━━ SOURCE TEXT ━━

Dr Bolsin had started to raise the issue of mortality rates and met the same blank wall as Ms Stratton. She told him about the notes she was keeping and about her conversations with nurses on other units.

'We spent many evenings at his house with Maggie, his wife, saying 'What are we going to do about this?''

The burden, she felt, was greater on Dr Bolsin because he was actually anaesthetising the children for hours on end in the theatre. She decided to stop going down to the theatre.

'I felt I was in league with 'them',' she recalls. 'Parents used to say, 'See you later' to their babies, and I used to stand there thinking, 'No you won't'.'

She explained her change of routine by saying she found the theatre handovers too distressing. 'They probably thought it was a weakness.'

But stopping the handovers did little to relieve the general stress of working life on the unit. She still found herself talking anxious parents through the long hours of surgery described at the hearing, believing that the procedure would be performed more swiftly and effectively at another centre.

She said the child would go down at 8am and not be back before 9pm. 'At Birmingham they were back by lunch or early afternoon, depending on the complexity of the procedure.'

Denial of the problems was a constant theme. Ms Stratton recalls one dreadful weekend when she and Dr Bolsin were on duty and did 'a ward round from hell'.

They found three children whose parents had been told they were doing well after their operations when in fact none of them was doing well, and they were destined either to die or live on with brain damage.

Dr Bolsin and Ms Stratton sat down with each set of parents and told them the truth about their child's condition. The bad news came as a great shock to them.

'The reason we found the ward round so difficult was that we had to decide whether to leave the parents or tell them. It was an emotionally exhausting afternoon.'

Among nursing colleagues, too, Ms Stratton found an endemic feeling that 'nothing could be done'. She is not unsympathetic to their situation. She says the unit existed in an atmosphere in which nothing changed unless surgeon James Wisheart said so. She recalls being reprimanded by Mr Wisheart when she suggested that a frightened teenage boy should go home because his psychological state was too poor to cope with a serious operation he was due to undergo.

━━━

▶ **CHECK YOUR UNDERSTANDING**
1. Say whether each statement agrees with the excerpt about Ms Stratton, answering yes or no and quoting the deciding words: (a) Ms Stratton stopped going down to the theatre; (b) stopping the theatre handovers relieved the general stress of working on the unit; (c) Mr Wisheart agreed that the frightened teenage boy should go home.
2. Quote the part of the excerpt about Ms Stratton that opens with the words containing "Dr Bolsin had" and closes with "on other units.".
The records that follow come from a different source than the excerpt.

━━ EXERCISE DATA ━━

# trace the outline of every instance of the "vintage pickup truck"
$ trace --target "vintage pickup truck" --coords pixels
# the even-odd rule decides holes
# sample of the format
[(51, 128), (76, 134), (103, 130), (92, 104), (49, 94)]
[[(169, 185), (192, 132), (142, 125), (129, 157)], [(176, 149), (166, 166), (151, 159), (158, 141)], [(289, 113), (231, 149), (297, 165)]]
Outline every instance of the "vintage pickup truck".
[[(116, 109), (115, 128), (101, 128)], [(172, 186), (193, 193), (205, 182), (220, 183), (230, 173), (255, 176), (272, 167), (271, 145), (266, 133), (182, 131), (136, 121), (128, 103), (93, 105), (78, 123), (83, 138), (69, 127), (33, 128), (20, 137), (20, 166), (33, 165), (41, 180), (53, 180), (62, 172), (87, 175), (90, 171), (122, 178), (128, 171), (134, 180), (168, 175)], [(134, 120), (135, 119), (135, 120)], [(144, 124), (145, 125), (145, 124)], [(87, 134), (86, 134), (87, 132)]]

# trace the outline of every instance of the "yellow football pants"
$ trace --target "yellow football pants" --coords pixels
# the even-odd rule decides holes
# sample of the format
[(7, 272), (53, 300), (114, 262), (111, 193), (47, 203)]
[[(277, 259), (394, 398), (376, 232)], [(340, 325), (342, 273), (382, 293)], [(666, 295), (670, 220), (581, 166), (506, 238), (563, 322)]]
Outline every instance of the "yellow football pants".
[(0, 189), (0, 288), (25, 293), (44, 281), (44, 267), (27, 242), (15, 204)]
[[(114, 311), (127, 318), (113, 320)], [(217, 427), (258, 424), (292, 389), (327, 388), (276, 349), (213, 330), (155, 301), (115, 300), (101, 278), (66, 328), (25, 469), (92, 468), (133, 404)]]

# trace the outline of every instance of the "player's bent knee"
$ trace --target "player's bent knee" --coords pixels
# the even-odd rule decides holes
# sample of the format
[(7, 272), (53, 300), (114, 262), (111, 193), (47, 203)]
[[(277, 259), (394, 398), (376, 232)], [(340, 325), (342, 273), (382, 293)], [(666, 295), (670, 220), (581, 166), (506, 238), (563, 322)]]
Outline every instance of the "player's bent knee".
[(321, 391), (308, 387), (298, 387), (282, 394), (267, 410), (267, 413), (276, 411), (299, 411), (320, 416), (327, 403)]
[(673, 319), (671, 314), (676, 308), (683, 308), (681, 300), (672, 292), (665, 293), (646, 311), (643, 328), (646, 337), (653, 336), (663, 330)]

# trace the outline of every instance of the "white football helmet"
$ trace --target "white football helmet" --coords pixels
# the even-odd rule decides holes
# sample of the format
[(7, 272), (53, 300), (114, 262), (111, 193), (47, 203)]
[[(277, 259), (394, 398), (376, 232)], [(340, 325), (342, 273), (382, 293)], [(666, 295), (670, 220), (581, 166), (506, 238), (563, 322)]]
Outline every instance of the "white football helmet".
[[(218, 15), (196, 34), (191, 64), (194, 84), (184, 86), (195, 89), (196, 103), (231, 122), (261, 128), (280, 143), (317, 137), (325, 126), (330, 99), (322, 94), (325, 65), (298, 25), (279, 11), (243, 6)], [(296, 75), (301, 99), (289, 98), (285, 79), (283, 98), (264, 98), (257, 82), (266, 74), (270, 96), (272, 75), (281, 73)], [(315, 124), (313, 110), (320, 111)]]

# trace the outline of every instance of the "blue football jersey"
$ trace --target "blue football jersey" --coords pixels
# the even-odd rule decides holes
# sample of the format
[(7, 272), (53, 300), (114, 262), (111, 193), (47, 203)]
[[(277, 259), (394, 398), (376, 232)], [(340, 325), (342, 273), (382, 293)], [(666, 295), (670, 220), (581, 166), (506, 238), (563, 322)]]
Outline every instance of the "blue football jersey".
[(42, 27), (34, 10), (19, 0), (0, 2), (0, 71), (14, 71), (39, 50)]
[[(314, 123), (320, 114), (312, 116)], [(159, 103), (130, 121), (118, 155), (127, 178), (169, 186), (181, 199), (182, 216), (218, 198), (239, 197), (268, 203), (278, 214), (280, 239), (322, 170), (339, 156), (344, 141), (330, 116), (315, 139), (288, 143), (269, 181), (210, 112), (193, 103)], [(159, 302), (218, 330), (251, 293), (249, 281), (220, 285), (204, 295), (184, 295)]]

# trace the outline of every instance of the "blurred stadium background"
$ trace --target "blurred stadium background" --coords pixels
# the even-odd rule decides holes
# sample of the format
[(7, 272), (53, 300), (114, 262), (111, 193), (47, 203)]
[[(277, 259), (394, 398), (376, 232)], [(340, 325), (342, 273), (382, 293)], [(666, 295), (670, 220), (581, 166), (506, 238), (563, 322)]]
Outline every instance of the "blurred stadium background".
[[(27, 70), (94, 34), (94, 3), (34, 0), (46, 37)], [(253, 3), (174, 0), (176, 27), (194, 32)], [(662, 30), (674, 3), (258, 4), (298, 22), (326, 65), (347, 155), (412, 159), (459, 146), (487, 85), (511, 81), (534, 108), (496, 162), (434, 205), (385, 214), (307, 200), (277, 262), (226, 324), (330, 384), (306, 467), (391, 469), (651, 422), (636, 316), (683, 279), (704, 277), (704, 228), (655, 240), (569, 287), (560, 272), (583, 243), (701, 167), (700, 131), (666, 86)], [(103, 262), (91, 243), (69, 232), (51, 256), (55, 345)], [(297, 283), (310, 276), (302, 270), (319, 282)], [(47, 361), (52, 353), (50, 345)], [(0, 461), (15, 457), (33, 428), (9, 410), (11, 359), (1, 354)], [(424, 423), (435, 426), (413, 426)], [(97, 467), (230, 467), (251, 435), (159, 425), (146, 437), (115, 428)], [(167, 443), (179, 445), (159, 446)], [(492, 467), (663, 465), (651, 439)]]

━━━

▶ **EXERCISE SOLUTIONS**
1.
(a) Yes: "She decided to stop going down to the theatre."
(b) No: "But stopping the handovers did little to relieve the general stress of working life on the unit."
(c) No: "She recalls being reprimanded by Mr Wisheart when she suggested that a frightened teenage boy should go home"

2.
Dr Bolsin had started to raise the issue of mortality rates and met the same blank wall as Ms Stratton. She told him about the notes she was keeping and about her conversations with nurses on other units.